## Begin Record set
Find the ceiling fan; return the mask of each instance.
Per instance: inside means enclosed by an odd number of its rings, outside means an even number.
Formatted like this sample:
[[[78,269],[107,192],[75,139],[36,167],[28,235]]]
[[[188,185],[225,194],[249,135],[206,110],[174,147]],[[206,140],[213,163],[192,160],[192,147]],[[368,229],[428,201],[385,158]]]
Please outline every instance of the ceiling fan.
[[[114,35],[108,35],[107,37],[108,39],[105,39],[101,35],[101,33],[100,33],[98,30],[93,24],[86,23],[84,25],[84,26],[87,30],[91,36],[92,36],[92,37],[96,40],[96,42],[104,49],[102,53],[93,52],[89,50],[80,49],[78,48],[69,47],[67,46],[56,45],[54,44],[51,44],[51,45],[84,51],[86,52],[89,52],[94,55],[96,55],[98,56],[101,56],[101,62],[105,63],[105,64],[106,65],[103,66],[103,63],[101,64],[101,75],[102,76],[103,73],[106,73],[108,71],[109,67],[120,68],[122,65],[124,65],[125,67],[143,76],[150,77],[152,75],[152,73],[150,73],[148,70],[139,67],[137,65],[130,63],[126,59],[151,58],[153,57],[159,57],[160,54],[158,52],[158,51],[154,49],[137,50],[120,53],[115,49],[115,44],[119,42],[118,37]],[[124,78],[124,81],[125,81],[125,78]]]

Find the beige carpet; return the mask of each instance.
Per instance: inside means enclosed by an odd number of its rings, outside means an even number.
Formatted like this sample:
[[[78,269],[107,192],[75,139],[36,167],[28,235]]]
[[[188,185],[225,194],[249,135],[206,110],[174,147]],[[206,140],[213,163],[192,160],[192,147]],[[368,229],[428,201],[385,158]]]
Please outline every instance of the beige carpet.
## End Record set
The request:
Copy out every line of the items above again, replacing each "instance" with "object" and leaving everything else as it is.

Written answer:
Find the ceiling fan; return the mask of each object.
Per object: inside means enclosed by an odd number of its rings, outside means an even number.
Formatted like this sample:
[[[78,269],[107,192],[75,139],[36,167],[28,235]]]
[[[188,185],[225,194],[249,135],[206,110],[174,147]],[[206,140],[213,163],[192,160],[192,147]],[[368,229],[428,201],[385,158]]]
Please outline every object of the ceiling fan.
[[[114,35],[108,35],[107,37],[108,39],[105,39],[101,35],[101,33],[100,33],[98,30],[93,24],[86,23],[84,25],[84,26],[87,30],[91,36],[92,36],[92,37],[96,40],[96,42],[104,49],[102,53],[93,52],[89,50],[80,49],[78,48],[69,47],[67,46],[56,45],[54,44],[51,44],[51,45],[84,51],[86,52],[89,52],[94,55],[96,55],[98,56],[101,56],[101,62],[105,63],[105,64],[106,65],[103,66],[103,63],[101,64],[101,75],[102,76],[103,73],[106,73],[108,71],[109,67],[120,68],[122,65],[124,65],[125,67],[143,76],[150,77],[152,75],[152,73],[150,73],[148,70],[139,67],[137,65],[130,63],[126,59],[151,58],[153,57],[159,57],[160,54],[158,52],[158,51],[154,49],[137,50],[120,53],[115,49],[115,44],[119,42],[118,37]],[[124,78],[124,81],[125,81],[125,78]]]

Find the beige carpet; return the mask of each object.
Per object: inside means enclosed by an odd number of its rings, outside means an even number.
Formatted like this sample:
[[[78,269],[107,192],[75,139],[36,167],[28,235]]]
[[[188,185],[225,194],[249,135],[206,110],[174,147]],[[206,140],[213,163],[192,160],[192,147]],[[368,229],[428,201],[385,158]]]
Please outline every object of the beige carpet.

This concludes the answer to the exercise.